Extracted records:

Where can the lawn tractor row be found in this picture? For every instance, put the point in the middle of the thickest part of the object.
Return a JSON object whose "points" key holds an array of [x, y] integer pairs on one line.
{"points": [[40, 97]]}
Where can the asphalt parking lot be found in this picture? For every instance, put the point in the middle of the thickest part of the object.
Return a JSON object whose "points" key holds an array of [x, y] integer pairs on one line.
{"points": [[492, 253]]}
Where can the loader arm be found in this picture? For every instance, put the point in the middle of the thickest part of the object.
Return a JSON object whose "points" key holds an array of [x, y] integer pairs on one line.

==

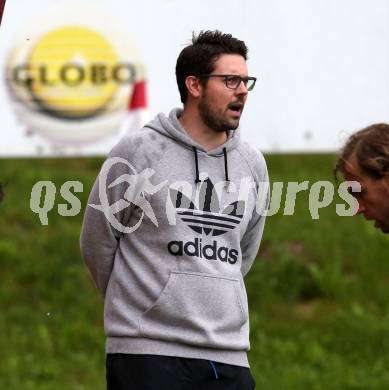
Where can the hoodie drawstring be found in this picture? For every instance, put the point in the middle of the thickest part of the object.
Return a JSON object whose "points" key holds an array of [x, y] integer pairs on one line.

Aim of the task:
Gather all lines from the records above that contain the word "every".

Exercise solution:
Where can the lawn tractor row be found in this picture? For every instance, put the point in the middle of the thickest part of the object.
Where can the asphalt parking lot be found in this picture? For every instance, put the point in the middle of the thickest part of the object.
Where can the loader arm be found in this picture? For every instance, put the point in the middle of the thickest part of the object.
Where can the hoodie drawstring be found in this picture? For every instance, put the point in the middle of the thickest part of the object.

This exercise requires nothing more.